**Page excerpt**
EXPERT PERSPECTIVE — This week, U.S. Central Command (CENTCOM) issued a statement confirming that “U.S. forces at Al Dhafra Air Base, near Abu Dhabi in the United Arab Emirates (UAE), engaged two inbound missile threats with multiple Patriot interceptors coincident to efforts by the armed forces of the UAE in the early morning hours of Jan. 24, 2022. The combined efforts successfully prevented both missiles from impacting the base. There were no U.S. casualties.”
A few weeks before that, military bases in Iraq and Syria that house U.S. troops also were attacked. In December of last year, the U.S. embassy in Baghdad was hit when two rockets landed in the Green Zone. Luckily, like the Jan. 24 Houthi attack on the UAE, there were no U.S. casualties (though the Houthi strike of Jan. 17 did kill two Indian nationals and one Pakistani).

**What the task asks**
In the passage about the Al Dhafra Air Base attack, what did U.S. forces use to engage the two inbound missile threats?

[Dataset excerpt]

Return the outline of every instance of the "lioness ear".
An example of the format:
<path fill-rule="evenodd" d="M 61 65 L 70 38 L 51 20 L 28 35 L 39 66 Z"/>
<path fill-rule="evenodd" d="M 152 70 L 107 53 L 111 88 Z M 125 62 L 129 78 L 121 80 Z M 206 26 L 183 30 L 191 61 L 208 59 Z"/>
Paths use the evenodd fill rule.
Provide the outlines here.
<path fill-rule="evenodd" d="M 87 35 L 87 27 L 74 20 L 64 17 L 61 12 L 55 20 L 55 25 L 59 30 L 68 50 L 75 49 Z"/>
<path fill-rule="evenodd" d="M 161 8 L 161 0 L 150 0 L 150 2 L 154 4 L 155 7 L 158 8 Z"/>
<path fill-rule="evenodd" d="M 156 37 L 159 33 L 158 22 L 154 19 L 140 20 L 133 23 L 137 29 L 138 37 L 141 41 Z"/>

**Task response**
Multiple Patriot interceptors.